#### Records for the exercise

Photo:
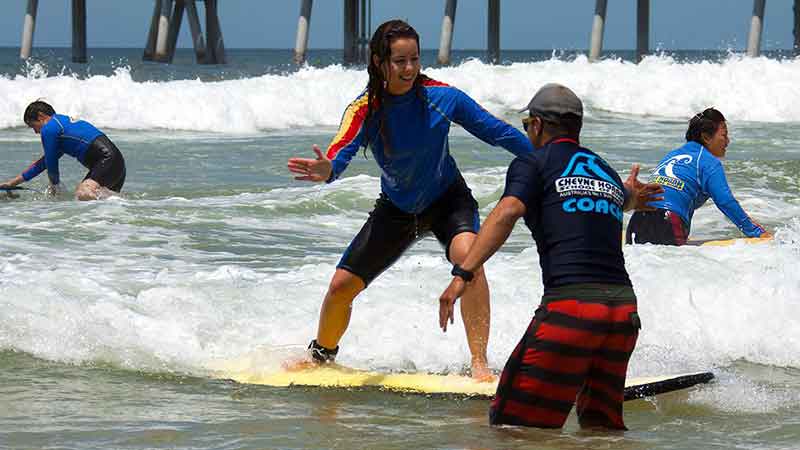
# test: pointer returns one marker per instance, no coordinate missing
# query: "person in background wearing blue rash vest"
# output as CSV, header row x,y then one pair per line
x,y
690,175
79,139
580,339
404,118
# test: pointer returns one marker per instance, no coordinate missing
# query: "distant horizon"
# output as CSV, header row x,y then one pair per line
x,y
605,50
566,24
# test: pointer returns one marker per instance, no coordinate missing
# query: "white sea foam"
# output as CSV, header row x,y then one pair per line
x,y
746,89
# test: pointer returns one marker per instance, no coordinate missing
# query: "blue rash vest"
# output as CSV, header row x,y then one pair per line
x,y
574,205
418,167
690,175
60,136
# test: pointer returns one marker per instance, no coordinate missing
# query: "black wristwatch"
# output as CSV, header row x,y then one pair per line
x,y
465,275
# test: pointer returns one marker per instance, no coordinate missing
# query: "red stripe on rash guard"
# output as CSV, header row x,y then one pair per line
x,y
431,82
352,121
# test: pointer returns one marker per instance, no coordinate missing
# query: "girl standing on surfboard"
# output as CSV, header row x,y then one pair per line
x,y
691,175
404,118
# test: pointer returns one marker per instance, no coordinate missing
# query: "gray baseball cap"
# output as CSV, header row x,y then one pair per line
x,y
553,101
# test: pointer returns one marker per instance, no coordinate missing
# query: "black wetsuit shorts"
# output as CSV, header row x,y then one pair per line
x,y
105,163
389,231
661,226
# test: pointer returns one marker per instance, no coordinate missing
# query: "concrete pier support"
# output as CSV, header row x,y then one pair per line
x,y
175,21
756,25
165,28
598,27
79,31
357,24
29,25
152,34
642,28
493,30
303,28
796,27
216,45
198,41
448,24
162,37
350,31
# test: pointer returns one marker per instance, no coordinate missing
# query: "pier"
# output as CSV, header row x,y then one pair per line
x,y
209,47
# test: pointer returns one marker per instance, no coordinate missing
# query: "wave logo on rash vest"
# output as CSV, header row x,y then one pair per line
x,y
664,174
589,187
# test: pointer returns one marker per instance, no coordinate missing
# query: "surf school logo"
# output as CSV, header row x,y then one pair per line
x,y
589,187
664,174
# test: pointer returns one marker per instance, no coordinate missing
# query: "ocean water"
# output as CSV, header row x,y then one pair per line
x,y
116,314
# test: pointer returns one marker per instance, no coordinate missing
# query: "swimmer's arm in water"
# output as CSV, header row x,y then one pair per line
x,y
493,234
638,195
716,184
310,169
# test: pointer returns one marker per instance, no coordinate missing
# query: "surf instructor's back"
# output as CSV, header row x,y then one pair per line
x,y
79,139
581,337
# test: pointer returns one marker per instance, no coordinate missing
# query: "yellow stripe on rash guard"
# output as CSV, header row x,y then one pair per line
x,y
352,119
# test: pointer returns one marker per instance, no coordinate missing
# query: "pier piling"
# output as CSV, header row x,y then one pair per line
x,y
175,28
598,26
216,45
162,37
198,42
642,29
28,26
756,24
303,28
796,30
79,31
448,24
493,37
350,32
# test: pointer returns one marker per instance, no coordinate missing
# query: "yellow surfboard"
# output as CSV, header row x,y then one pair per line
x,y
336,376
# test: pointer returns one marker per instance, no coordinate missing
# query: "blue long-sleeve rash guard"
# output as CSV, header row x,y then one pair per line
x,y
418,167
60,136
690,175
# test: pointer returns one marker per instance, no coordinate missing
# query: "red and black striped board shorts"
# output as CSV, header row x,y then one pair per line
x,y
573,349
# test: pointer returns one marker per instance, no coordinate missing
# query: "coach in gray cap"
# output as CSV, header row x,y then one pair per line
x,y
578,343
556,109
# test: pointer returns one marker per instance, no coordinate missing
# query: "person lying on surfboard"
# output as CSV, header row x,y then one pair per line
x,y
690,175
404,118
581,337
79,139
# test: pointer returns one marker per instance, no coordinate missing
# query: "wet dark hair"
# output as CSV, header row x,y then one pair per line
x,y
377,96
568,125
706,122
33,110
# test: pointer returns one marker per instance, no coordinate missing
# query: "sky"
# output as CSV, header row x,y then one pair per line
x,y
525,24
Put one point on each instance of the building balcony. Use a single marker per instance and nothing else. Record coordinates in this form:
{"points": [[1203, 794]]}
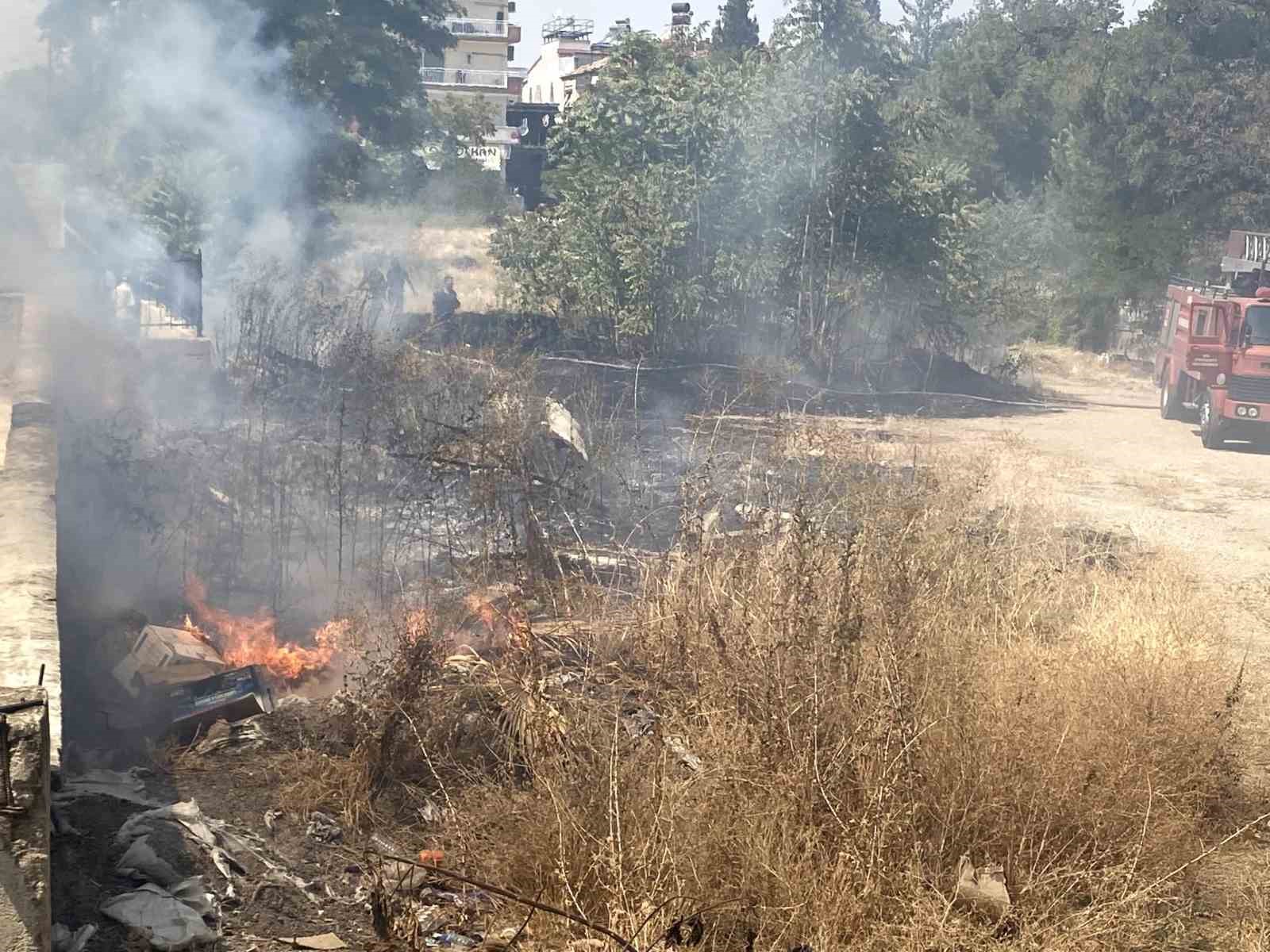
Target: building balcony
{"points": [[464, 78], [471, 29]]}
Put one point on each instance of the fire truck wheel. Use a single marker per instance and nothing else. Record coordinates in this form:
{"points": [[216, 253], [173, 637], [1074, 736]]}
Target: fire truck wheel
{"points": [[1170, 399], [1210, 425]]}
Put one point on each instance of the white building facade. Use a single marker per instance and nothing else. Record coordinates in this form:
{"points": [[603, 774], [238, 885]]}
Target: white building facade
{"points": [[480, 65]]}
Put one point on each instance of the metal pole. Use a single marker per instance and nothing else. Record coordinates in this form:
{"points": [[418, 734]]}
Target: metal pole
{"points": [[6, 791]]}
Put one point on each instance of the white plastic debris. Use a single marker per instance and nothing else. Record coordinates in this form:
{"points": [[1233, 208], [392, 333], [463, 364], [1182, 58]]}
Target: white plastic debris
{"points": [[65, 941], [168, 922], [982, 889]]}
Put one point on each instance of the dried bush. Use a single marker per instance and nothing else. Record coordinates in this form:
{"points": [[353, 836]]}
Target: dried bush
{"points": [[874, 687]]}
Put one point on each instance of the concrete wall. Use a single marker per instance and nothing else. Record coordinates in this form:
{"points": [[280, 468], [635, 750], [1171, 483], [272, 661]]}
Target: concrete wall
{"points": [[25, 914], [29, 531]]}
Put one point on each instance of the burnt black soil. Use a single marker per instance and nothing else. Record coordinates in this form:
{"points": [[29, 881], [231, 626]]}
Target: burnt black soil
{"points": [[237, 786]]}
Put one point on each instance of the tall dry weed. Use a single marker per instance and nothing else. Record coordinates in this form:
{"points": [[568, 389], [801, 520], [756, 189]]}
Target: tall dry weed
{"points": [[876, 682]]}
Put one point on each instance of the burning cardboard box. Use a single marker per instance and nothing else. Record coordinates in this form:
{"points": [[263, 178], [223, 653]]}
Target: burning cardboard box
{"points": [[165, 658], [183, 681]]}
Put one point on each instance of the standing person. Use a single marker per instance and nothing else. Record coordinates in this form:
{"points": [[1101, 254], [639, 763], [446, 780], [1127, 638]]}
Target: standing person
{"points": [[444, 305], [398, 279], [127, 315], [375, 287]]}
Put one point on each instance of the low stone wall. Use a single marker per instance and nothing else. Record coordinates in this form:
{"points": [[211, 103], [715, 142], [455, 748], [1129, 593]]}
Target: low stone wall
{"points": [[25, 917], [29, 640]]}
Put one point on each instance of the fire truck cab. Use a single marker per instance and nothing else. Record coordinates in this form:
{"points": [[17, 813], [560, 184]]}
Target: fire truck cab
{"points": [[1216, 355], [1214, 346], [1194, 344]]}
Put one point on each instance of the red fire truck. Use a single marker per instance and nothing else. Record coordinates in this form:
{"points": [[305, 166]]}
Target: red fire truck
{"points": [[1214, 347]]}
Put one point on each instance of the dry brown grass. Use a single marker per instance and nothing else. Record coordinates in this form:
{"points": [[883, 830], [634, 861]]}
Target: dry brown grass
{"points": [[1051, 367], [888, 677], [431, 245]]}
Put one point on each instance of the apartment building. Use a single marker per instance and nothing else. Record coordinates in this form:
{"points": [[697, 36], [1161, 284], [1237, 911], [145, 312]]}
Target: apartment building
{"points": [[482, 63], [569, 60]]}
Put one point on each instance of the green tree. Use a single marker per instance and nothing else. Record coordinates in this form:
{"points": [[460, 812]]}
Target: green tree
{"points": [[736, 31], [360, 59], [924, 25]]}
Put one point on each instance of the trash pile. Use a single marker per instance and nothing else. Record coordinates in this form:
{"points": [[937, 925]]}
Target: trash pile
{"points": [[183, 879]]}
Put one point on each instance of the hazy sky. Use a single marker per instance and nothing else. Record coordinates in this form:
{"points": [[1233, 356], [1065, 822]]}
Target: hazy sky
{"points": [[654, 14]]}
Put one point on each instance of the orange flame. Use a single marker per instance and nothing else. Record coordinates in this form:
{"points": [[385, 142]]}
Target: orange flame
{"points": [[245, 640]]}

########

- [Exercise requirements] Set down, exactly and in full, the lines from the one containing "Put one point on each instance of the green" through the end of the entries; no other line belongs.

- [Result for this exercise]
Put one point on each instance of the green tree. Use a single marker per instance and nothing else. Record coordinates in this form:
{"points": [[460, 812]]}
Target: green tree
{"points": [[736, 31], [360, 59], [924, 25]]}
Put one point on each instance of the trash pile. Use a single marker per instance and nothing else. Record coordinates in this form:
{"points": [[937, 925]]}
Target: trash pile
{"points": [[183, 879]]}
Put one point on each instance of the hazy sky. Use a single marker per instance and nothing else. Record coordinates in this form:
{"points": [[1233, 356], [1065, 822]]}
Target: hazy sky
{"points": [[654, 14]]}
Put one point on each instance of the orange flame. Use a single marker per instance and nothing else. Record coordinates in this form:
{"points": [[385, 142]]}
Target: orange flame
{"points": [[245, 640]]}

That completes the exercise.